# The exercise:
Can you copy out, word for word, the lines beginning with the one that contains "the wood grain" and going on through the one that contains "Target: wood grain texture", both included?

# Data excerpts:
════════

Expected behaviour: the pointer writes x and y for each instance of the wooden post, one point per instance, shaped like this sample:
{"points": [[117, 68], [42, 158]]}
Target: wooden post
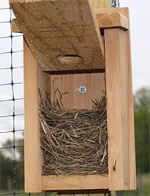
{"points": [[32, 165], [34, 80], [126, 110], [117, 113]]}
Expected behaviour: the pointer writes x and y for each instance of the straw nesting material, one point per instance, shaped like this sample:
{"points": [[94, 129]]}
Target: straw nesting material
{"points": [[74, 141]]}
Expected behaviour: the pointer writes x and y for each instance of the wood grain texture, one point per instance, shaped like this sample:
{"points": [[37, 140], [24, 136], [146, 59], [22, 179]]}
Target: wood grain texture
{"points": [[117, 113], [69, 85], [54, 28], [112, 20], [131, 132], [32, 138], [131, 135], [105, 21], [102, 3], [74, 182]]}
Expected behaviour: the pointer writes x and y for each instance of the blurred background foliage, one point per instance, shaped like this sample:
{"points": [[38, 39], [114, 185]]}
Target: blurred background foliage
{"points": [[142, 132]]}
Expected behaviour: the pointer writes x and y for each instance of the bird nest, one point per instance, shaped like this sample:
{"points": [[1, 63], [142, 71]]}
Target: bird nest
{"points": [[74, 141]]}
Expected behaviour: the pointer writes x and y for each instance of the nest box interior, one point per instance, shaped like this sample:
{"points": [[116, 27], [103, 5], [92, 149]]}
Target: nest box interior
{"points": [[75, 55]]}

════════

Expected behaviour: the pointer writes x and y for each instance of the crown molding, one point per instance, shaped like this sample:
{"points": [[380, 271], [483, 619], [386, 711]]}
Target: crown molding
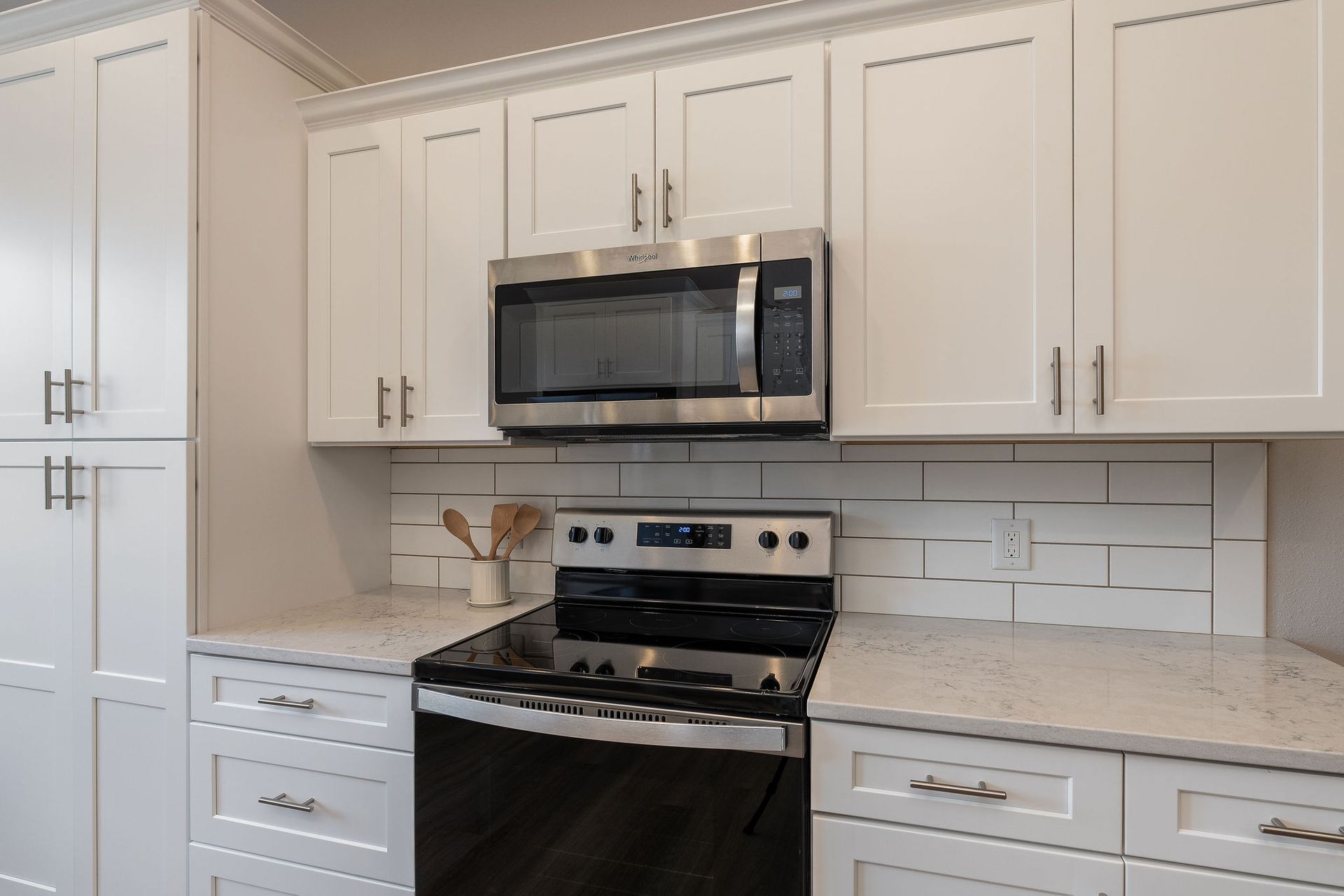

════════

# Completed exercise:
Expected behaviour: the pointer writes x and y for each instance of the wood grain texture, one point per instance, shaped like this sample:
{"points": [[37, 140], [24, 136], [146, 59], [22, 179]]}
Target: wood grain texture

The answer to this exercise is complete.